Fonte
III DOMINGO DO TEMPO COMUM
“CONVERTAM-SE, PORQUE O REINO DE DEUS ESTÁ PRÓXIMO”. (Mt 4,17).
Diácono
Milton Restivo
O profeta Isaías,
novamente, aparece na primeira leitura da liturgia e, como já foi dito em
meditações anteriores, Isaias é conhecido como o mais messiânico profeta do
Antigo Testamento, isto é, o que mais profetizou sobre a vinda do Messias: a
origem do Messias, seu nascimento, quem seria sua mãe, quem seria o seu
precursor, o seu reinado, a sua paixão e morte.
Desta feita, Isaias
profetiza onde o Messias iniciaria a sua missão, não em Judá, mas numa terra
esnobada pelos judeus e tida como “um
povo que andava nas trevas... um país tenebroso” por parte dos judeus: “o povo que andava nas trevas viu uma
grande luz, e uma luz brilhou para os que habitavam um país tenebroso”, e
essa terra não era outra senão a região da Galiléia, tendo Jesus, por isso
mesmo, chamado de Nazareno, de Nazaré, cidade da Galiléia e também de
Galileu...
Isaías escreveu que “o povo que andava nas trevas viu uma grande luz, e uma luz brilhou
para os que habitavam um país tenebroso” (Is 9,1; Jo 8,12), isto é, que o
Messias viria da Galiléia, considerando que os judeus, pela sua prepotência,
arrogância e discriminação em relação aos outros povos, consideravam a região
ao norte de Judá, a Galiléia, como “um
país tenebroso de um povo que vivia nas trevas”, e às vezes, até chamada de
“Galiléia dos pagãos” por causa da
forte mistura da população de origem da terra com elementos pagãos dos povos
estrangeiros, principalmente assírios e esse povo “vai alegar-se diante de ti, como na alegria da colheita, como no
prazer de quem reparte despojos de guerra. Porque, como no dia de Madiã,
quebraste a canga de suas cargas, a vara que batia em suas costas e o bastão do
capataz de trabalhos forçados”. (Is 9,2b-3).

Tarefas
**1)** Atualize o trecho da meditação sobre o III Domingo do Tempo Comum que começa em “III DOMINGO DO” e termina em “paixão e morte.”, trocando “Antigo Testamento” por “Velho Testamento”.
**2)** Dê continuidade à meditação sobre o III Domingo do Tempo Comum, escrevendo o que viria logo após a última frase apresentada.

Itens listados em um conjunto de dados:
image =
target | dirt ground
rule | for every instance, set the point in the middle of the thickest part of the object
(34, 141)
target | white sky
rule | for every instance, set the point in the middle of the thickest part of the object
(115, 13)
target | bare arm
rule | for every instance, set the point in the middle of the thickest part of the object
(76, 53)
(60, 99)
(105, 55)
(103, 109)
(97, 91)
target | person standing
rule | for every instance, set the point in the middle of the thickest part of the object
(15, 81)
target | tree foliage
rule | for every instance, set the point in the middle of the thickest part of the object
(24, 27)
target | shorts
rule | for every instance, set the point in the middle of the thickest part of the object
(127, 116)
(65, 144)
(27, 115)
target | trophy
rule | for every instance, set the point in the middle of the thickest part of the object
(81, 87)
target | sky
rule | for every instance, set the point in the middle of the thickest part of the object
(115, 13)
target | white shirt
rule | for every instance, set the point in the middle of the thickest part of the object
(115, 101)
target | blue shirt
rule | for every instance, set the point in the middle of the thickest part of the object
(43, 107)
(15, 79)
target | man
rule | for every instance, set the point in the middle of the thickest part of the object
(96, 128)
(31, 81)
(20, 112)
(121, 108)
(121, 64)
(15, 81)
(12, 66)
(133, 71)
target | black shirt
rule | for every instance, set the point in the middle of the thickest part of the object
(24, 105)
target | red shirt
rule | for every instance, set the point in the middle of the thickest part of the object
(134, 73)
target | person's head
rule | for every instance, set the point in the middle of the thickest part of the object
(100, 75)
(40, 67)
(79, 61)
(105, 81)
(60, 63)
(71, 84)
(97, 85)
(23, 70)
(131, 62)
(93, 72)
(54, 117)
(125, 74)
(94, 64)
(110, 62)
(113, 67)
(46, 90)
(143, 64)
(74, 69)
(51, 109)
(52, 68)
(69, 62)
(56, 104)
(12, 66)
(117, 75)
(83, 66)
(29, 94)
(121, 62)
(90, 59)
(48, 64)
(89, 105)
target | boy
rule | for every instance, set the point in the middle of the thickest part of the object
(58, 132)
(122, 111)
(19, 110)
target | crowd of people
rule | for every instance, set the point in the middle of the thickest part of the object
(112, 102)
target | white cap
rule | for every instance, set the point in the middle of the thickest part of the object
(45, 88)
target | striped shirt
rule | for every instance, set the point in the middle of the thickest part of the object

Respostas
**1)**
III DOMINGO DO TEMPO COMUM
“CONVERTAM-SE, PORQUE O REINO DE DEUS ESTÁ PRÓXIMO”. (Mt 4,17).
Diácono
Milton Restivo
O profeta Isaías,
novamente, aparece na primeira leitura da liturgia e, como já foi dito em
meditações anteriores, Isaias é conhecido como o mais messiânico profeta do
Velho Testamento, isto é, o que mais profetizou sobre a vinda do Messias: a
origem do Messias, seu nascimento, quem seria sua mãe, quem seria o seu
precursor, o seu reinado, a sua paixão e morte.

**2)**
O Salmo desta liturgia transcreve um voto de
extrema confiança do escritor sagrado, o rei Davi, ao Senhor: “Yahweh é minha luz e salvação: de quem
terei medo? Yahweh é a fortaleza da minha vida: frente a quem temerei?” (Sl
26 (27),1) que mais tarde Paulo repetiria com outras palavras, mas com a mesma
confiança: “O que nos resta dizer? Se
Deus esta a nosso favor, quem estará contra nós? Ele não poupou seu próprio
Filho, mas o entregou por todos nós. Como não nos dará também todas as coisas
junto com o seu Filho? Quem acusará os escolhidos de Deus? É Deus quem torna
justo” (Rm 8,31-33), corroborando o que Jesus dissera ao se despedir dos
seus discípulos e apóstolos: “Eis que eu
estarei com vocês todos os dias, até o fim do mundo”. (Mt 28,20b).
E Paulo dá o grito de vitória por estar sob
a proteção do Altíssimo: “Mas em todas
essas coisas somos mais que vencedores por meio daquele que nos amou” (Rm
8,37).
A segunda
leitura é tirada da carta de Paulo aos Corintos, a primeira.
Havia em
Corinto uma comunidade judaica com sua sinagoga: “Todos os sábados, Paulo discutia na sinagoga, procurando convencer
judeus e gregos” (At 18,4).
Foi na cidade
de Corinto que Paulo entendeu o que Jesus quis dizer, quando disse: “Felizes os pobres de espírito, porque deles
é o Reino do Céu” (Mt 5,3), porque a maioria dos convertidos ao
cristianismo daquela cidade era escravos submissos ou libertos.
Dentro da
comunidade existiam vários grupos que se formavam em torno de certas figuras
proeminentes, acontecendo até brigas entre esses seguimentos. Cristãos da
comunidade, “da casa de Cloé”
escrevem para Paulo relatando esse fato: “Meus
irmãos, alguns da casa de Cloé me informaram que entre vocês existem brigas” (1Cor
1,11), a respeito do qual Paulo não tolera e chama a atenção dos que assim
procedem: “É que uns dizem: ‘Eu sou de Paulo!
’ E outros: ‘Eu sou de Apolo! ’ E outros mais: ‘Eu sou de Pedro! ’ Outros
ainda: ‘Eu sou de Cristo! ’” (1Cor 1,12).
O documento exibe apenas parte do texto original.